* [Goal]: Please copy out all of the following lines exactly.

Items from a dataset:
────

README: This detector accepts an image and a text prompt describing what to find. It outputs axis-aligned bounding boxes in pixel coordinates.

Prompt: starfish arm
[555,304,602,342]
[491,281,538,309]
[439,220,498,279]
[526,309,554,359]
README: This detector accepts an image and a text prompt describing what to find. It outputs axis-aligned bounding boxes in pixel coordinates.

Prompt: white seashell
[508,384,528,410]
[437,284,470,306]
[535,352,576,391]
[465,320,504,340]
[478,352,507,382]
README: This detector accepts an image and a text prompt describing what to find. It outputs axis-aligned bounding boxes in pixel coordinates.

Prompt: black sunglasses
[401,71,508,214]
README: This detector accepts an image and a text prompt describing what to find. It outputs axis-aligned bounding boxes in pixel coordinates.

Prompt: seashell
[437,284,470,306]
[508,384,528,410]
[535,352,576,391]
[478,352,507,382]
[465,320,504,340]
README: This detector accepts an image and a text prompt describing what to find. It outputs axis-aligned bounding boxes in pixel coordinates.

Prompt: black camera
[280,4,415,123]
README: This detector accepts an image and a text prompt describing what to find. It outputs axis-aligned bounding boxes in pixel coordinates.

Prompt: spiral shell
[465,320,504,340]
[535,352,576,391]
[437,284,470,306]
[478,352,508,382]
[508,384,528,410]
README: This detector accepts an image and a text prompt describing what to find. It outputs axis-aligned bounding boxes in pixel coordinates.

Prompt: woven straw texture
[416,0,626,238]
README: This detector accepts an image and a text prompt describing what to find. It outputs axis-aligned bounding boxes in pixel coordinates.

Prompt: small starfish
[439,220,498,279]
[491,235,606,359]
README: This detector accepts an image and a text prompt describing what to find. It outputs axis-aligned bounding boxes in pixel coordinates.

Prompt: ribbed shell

────

* [Response]:
README: This detector accepts an image and a text prompt describing what to find. It outputs axis-aligned bounding boxes in pixel coordinates.

Prompt: starfish arm
[555,304,602,342]
[491,281,538,309]
[439,220,498,279]
[526,309,554,359]
README: This detector accepts an image and a text prompt describing what to find. It outputs axis-aligned bounding boxes in pixel coordinates.

Prompt: white seashell
[508,384,528,410]
[437,284,470,306]
[535,352,576,391]
[465,320,504,340]
[478,352,507,382]
README: This detector accepts an image and a text prompt describing what to find. It outputs axis-aligned bounding boxes in pixel coordinates.

Prompt: black sunglasses
[401,71,508,214]
README: This detector accepts an image and a text prompt describing what to find. It outputs axis-aligned bounding boxes in pixel coordinates.

Prompt: seashell
[437,284,470,306]
[508,384,528,410]
[535,352,576,391]
[478,352,507,382]
[465,320,504,340]
README: This detector accepts an image and a text prompt describing what to find. It outputs axis-aligned bounding boxes in pixel coordinates.

Prompt: black camera
[280,4,415,123]
README: This detector accepts an image and a text prompt describing what to find. It outputs axis-aligned bounding boxes in pixel coordinates.

Prompt: spiral shell
[465,320,504,340]
[535,352,576,391]
[437,284,470,306]
[478,352,508,382]
[508,384,528,410]
README: This detector accepts an image and a text prompt describing what to find. It outputs axis-aligned bounding boxes in pixel coordinates.

Prompt: woven straw texture
[416,0,626,238]
README: This detector accepts an image and a text prompt describing what to find. It outputs axis-aligned bounding boxes in pixel coordinates.

Prompt: small starfish
[439,220,498,279]
[491,235,606,359]
README: This detector accepts an image and a text prompt describing what to find. It outputs axis-aligned bounding boxes in pixel coordinates.

Prompt: ribbed shell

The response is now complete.